(Task instructions) Find the lines holding the string "sliced" in the data, then copy all of them.

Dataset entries

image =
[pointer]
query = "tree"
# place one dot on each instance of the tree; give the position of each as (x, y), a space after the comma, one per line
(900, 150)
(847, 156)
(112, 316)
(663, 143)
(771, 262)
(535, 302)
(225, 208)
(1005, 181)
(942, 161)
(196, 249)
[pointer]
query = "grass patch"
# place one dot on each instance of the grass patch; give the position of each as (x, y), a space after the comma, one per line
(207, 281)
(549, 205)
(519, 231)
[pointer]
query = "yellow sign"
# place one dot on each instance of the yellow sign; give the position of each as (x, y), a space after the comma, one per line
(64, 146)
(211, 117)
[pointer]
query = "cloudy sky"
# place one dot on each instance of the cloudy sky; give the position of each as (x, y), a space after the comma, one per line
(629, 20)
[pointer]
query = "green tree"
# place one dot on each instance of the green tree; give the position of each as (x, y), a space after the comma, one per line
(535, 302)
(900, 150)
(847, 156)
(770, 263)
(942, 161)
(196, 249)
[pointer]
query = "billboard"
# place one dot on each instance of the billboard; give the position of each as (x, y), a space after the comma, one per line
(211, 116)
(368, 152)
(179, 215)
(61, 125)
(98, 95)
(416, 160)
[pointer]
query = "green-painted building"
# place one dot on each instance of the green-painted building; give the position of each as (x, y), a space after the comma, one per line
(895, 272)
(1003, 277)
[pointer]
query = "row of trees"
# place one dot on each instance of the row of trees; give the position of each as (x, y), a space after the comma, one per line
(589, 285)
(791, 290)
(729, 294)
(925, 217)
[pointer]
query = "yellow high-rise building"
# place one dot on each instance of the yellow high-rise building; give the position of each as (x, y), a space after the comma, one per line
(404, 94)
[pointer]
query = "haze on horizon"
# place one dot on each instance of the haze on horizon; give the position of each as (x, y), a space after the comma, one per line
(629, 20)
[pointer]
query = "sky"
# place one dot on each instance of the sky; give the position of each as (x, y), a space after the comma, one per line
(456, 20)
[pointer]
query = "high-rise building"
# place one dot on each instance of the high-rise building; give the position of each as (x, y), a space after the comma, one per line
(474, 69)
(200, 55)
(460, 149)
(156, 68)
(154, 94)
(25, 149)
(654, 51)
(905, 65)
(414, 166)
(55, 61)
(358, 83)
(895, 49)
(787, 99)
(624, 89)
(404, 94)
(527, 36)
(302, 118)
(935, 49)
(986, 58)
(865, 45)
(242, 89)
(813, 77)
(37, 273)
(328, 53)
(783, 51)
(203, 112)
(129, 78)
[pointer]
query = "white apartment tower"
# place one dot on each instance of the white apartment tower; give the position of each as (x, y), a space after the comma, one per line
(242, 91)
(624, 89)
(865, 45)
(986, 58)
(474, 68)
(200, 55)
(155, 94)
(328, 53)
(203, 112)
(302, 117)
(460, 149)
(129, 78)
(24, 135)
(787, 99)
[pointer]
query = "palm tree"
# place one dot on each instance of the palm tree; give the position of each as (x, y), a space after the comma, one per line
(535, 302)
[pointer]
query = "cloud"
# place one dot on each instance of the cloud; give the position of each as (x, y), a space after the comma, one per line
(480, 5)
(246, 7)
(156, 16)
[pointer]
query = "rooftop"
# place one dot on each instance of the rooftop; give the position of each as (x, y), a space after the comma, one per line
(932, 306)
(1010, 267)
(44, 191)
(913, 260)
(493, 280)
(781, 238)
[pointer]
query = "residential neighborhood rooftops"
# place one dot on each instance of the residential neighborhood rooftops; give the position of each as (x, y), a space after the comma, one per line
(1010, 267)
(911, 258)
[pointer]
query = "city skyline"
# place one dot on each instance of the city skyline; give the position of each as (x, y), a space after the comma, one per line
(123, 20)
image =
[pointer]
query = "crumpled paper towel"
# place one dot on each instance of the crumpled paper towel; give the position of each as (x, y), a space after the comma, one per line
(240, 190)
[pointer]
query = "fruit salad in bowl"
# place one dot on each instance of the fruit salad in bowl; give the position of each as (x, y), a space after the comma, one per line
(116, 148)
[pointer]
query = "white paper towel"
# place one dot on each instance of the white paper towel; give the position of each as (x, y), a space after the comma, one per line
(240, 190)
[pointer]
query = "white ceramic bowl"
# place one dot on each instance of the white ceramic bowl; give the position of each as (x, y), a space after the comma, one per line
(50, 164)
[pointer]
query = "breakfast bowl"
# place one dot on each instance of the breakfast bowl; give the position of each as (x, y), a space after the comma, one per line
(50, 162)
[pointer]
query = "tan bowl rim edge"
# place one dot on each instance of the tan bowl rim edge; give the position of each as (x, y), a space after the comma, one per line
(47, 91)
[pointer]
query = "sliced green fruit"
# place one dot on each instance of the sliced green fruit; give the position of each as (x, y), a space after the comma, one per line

(Result of this task)
query = "sliced green fruit"
# place one dot on each instance of the sliced green fruit; give the position of each as (x, y), a space after the comma, one per line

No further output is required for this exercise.